(EXERCISE MATERIALS Opens)

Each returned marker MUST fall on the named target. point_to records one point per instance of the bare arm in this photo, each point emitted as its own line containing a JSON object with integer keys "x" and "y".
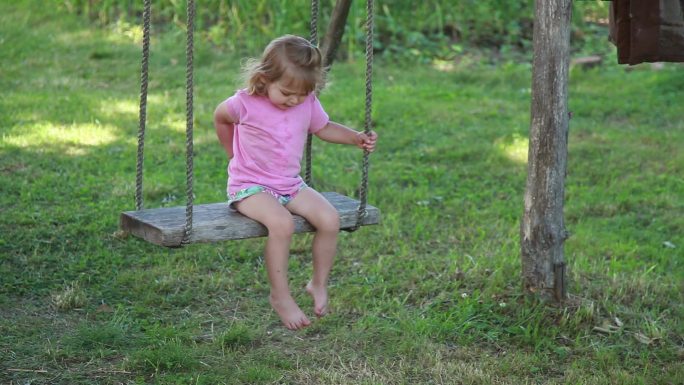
{"x": 225, "y": 128}
{"x": 337, "y": 133}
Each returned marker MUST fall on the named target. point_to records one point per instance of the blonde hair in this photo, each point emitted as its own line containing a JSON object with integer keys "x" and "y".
{"x": 290, "y": 57}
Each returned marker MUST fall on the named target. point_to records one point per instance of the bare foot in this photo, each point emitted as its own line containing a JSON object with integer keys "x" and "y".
{"x": 290, "y": 314}
{"x": 320, "y": 296}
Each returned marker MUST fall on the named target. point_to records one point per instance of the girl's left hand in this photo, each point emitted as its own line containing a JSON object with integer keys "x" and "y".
{"x": 366, "y": 141}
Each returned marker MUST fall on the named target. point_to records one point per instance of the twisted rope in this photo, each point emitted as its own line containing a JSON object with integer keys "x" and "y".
{"x": 313, "y": 28}
{"x": 361, "y": 212}
{"x": 189, "y": 118}
{"x": 142, "y": 112}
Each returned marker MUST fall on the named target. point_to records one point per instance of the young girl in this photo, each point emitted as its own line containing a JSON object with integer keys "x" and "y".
{"x": 263, "y": 129}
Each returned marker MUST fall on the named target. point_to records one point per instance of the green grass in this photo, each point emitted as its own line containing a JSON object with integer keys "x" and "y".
{"x": 431, "y": 296}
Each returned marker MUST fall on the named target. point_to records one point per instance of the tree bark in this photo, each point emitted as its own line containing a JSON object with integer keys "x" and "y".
{"x": 542, "y": 230}
{"x": 335, "y": 31}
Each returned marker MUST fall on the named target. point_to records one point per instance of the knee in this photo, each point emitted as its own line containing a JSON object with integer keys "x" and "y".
{"x": 280, "y": 226}
{"x": 328, "y": 222}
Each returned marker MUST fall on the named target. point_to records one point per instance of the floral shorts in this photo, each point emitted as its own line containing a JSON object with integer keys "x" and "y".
{"x": 249, "y": 191}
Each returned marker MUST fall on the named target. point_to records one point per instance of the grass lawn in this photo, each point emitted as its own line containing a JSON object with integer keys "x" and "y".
{"x": 430, "y": 296}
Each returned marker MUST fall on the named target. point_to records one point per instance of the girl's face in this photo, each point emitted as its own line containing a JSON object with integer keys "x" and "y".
{"x": 283, "y": 95}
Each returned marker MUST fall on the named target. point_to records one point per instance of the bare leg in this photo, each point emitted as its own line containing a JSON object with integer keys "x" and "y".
{"x": 265, "y": 209}
{"x": 324, "y": 217}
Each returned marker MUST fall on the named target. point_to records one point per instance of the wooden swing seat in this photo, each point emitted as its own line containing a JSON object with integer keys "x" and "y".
{"x": 217, "y": 222}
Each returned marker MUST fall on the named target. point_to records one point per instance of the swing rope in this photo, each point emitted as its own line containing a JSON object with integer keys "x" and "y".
{"x": 142, "y": 114}
{"x": 144, "y": 81}
{"x": 189, "y": 118}
{"x": 361, "y": 212}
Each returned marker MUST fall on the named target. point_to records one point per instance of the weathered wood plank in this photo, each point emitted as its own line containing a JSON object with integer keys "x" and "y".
{"x": 216, "y": 222}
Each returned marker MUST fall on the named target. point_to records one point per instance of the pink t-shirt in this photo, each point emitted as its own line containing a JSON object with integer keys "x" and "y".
{"x": 268, "y": 141}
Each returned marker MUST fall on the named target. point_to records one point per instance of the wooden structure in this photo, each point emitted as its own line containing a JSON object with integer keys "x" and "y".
{"x": 217, "y": 222}
{"x": 177, "y": 226}
{"x": 542, "y": 229}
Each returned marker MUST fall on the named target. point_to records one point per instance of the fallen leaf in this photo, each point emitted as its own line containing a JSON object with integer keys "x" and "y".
{"x": 643, "y": 339}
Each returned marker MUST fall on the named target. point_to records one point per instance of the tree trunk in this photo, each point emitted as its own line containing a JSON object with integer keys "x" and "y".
{"x": 542, "y": 230}
{"x": 335, "y": 31}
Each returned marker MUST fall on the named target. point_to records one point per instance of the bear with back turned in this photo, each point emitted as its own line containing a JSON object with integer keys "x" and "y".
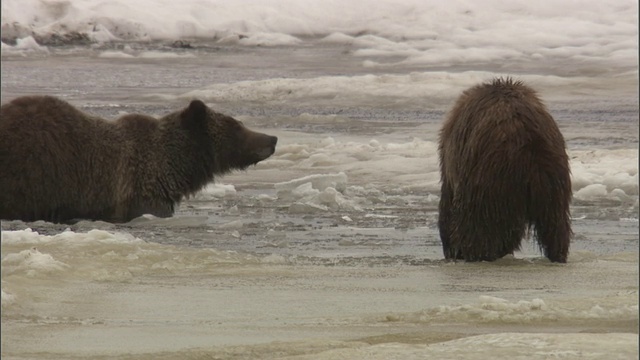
{"x": 59, "y": 164}
{"x": 504, "y": 173}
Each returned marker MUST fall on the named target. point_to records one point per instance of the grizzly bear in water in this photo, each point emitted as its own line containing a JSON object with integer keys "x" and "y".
{"x": 59, "y": 164}
{"x": 504, "y": 171}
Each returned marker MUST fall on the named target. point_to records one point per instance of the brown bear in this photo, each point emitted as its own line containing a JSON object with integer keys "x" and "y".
{"x": 59, "y": 164}
{"x": 504, "y": 171}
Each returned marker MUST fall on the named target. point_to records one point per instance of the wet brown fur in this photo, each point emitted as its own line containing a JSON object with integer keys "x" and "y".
{"x": 504, "y": 171}
{"x": 59, "y": 164}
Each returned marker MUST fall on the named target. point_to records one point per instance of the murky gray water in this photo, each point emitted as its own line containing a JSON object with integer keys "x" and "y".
{"x": 256, "y": 274}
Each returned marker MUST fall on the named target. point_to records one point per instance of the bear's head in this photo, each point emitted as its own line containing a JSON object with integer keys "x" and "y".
{"x": 230, "y": 143}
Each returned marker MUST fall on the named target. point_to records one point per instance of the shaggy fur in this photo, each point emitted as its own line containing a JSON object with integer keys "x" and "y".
{"x": 504, "y": 171}
{"x": 59, "y": 164}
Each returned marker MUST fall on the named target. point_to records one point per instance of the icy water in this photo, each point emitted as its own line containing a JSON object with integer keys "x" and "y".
{"x": 329, "y": 249}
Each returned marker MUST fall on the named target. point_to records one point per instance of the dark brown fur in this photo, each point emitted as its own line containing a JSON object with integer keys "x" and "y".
{"x": 59, "y": 164}
{"x": 504, "y": 171}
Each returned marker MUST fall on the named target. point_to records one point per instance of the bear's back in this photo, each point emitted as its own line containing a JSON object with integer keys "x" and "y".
{"x": 45, "y": 140}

(EXERCISE MATERIALS Closes)

EXERCISE DIRECTIONS: Except for the pictures, give the data again word for word.

RESULT OF THE EXERCISE:
Each returned marker MUST fall on the named target. point_to records one point per instance of the bare arm in this photo, each point emitted as its own line containing a JSON object with integer keys "x" and "y".
{"x": 225, "y": 128}
{"x": 337, "y": 133}
Each returned marker MUST fall on the named target. point_to records one point per instance of the blonde hair in this photo, each point emitted as its own line containing a JSON object with integer keys "x" and "y".
{"x": 290, "y": 57}
Each returned marker MUST fall on the named target. point_to records one point per instance of the bare foot in this photo, each point emitted as its own line containing a JSON object with integer keys "x" and "y".
{"x": 290, "y": 314}
{"x": 320, "y": 296}
Each returned marker MUST fall on the named target. point_to records one point per instance of the girl's left hand in this photo, each point emitted as its own line containing a JSON object with integer keys "x" and "y".
{"x": 366, "y": 141}
Each returned marker MUST fall on the named target. point_to records one point per instance of the twisted rope in this photo, each point emitted as its own line containing a JSON object with integer keys "x" and "y".
{"x": 313, "y": 28}
{"x": 361, "y": 212}
{"x": 189, "y": 118}
{"x": 142, "y": 112}
Each returned marker MUST fall on the named target. point_to records one point per instance of the young girl in this photo, each point emitted as its own line containing a JSON object with integer keys "x" and "y".
{"x": 263, "y": 129}
Each returned marker MUST fall on the named target. point_to records one point per instance of the green grass in this photo, each point emitted as its own line containing a JSON object with integer keys "x" and "y".
{"x": 431, "y": 296}
Each returned marker MUST fall on the named target. point_to records one point per instance of the tree bark in this photo, each point emitted as its own line containing a JSON object with integer keys "x" and "y".
{"x": 542, "y": 230}
{"x": 335, "y": 31}
Each returned marker MUST fall on the named target. point_to records one point per instance of the knee in this photo, each point emitted as its own line containing a JSON object with integer keys "x" and "y".
{"x": 280, "y": 226}
{"x": 328, "y": 222}
Each returned marker MUST fall on the named target. point_to records one point per instance of the floral shorts in this photo, each point emitted as its own line containing a JSON object with integer keys "x" and "y".
{"x": 249, "y": 191}
Each returned marker MUST fall on the named target. point_to records one point per instance of the grass lawn in this photo, each point emitted as its own line containing a JSON object with integer keys "x" and "y".
{"x": 430, "y": 296}
Each returned marker MUST fall on the named target. point_to records one point per instance of the girl's face in this photo, each point emitted as its own line containing a JSON object with integer keys "x" and "y".
{"x": 283, "y": 95}
Each returned marker MUST fall on the named target. point_to records one point per instance of the bare leg in this photo, each point emitted as its own line containing a JSON object with integer keys "x" and "y".
{"x": 265, "y": 209}
{"x": 324, "y": 217}
Each returned marker MUST fall on the named target. point_to records one point per instance of the wooden swing seat in this photo, each point emitted as its own line containing a JSON object with integer keys "x" and "y".
{"x": 217, "y": 222}
Each returned marker MUST fall on the named target. point_to records one point per instance of the swing rope in this photo, each point emitted as its own line containing a JSON object with integer keys "x" and "y".
{"x": 142, "y": 114}
{"x": 144, "y": 81}
{"x": 189, "y": 118}
{"x": 361, "y": 212}
Each returned marker MUST fall on the named target. point_to records one point per instance of the weathered wood plank in this photo, each point emitted as its own line containing a JSON object with integer keys "x" and "y".
{"x": 216, "y": 222}
Each returned marker MUST fall on the named target. point_to records one point per instance of the pink t-shirt in this photo, each point emitted as its own line containing a JSON object with integer keys "x" and "y".
{"x": 268, "y": 141}
Each returned marker MUST fall on the named target. point_to records one point per instance of the wooden structure in this photo, each point emitted as its own line containing a JSON object with integer keys "x" and "y".
{"x": 217, "y": 222}
{"x": 177, "y": 226}
{"x": 542, "y": 229}
Each returned marker MUST fall on the named target. point_to records one point per instance of the fallen leaf in this photo, each point emitted as its own line containing a JSON object with integer keys "x" and "y".
{"x": 643, "y": 339}
Each returned marker MUST fall on the named target. point_to records one point per instance of the tree trunk in this photo, each point emitted as its own line containing a JSON object with integer keys "x" and "y".
{"x": 542, "y": 230}
{"x": 335, "y": 31}
Each returned marker MUST fall on the named target. point_to records one point per instance of the bear with back turned in this photo, each point emitted as its own line containing a JSON object with integer keys "x" and "y".
{"x": 59, "y": 164}
{"x": 504, "y": 173}
Each returned marker MUST fall on the named target. point_to records one point per instance of the grizzly bear in water in this photo, each point emitted as its own line containing a JSON object with integer keys "x" and "y".
{"x": 59, "y": 164}
{"x": 504, "y": 171}
Each returned marker MUST fall on the named target. point_to records one point per instance of the brown bear in this photo, each point emitted as its own line containing a JSON object with integer keys "x" and "y".
{"x": 59, "y": 164}
{"x": 504, "y": 171}
Each returned marker MUST fall on the named target. point_to records one point per instance of the wet brown fur in this photo, each point emitted as its own line containing a JSON object with integer keys "x" and "y".
{"x": 504, "y": 171}
{"x": 59, "y": 164}
Each returned marker MUST fall on the named target. point_to records one point per instance of the murky gray water in this photo, each point emitted as its own line containing a JSON object with integer keys "x" and "y".
{"x": 256, "y": 274}
Each returned marker MUST fall on the named target. point_to records one point per instance of the bear's head in this photo, each point emitted as its own line containing a JSON object with integer keys "x" and "y".
{"x": 230, "y": 143}
Each returned marker MUST fall on the named target. point_to records one point per instance of the shaggy fur in this photo, each point emitted as its own line containing a JSON object with integer keys "x" and "y".
{"x": 504, "y": 171}
{"x": 59, "y": 164}
Each returned marker MUST fall on the named target. point_to records one point per instance of the icy water in this photo, each point emitted as its own line containing a JSON object with integer keys "x" and "y".
{"x": 329, "y": 249}
Each returned marker MUST fall on the named target. point_to records one point per instance of the dark brown fur in this photo, each point emitted as its own line containing a JSON object with integer keys "x" and "y".
{"x": 59, "y": 164}
{"x": 504, "y": 171}
Each returned marker MUST fall on the named target. point_to records one point per instance of the bear's back in this photo, each point emitted as its own line containing a JSON object with integer keys "x" and "y".
{"x": 45, "y": 140}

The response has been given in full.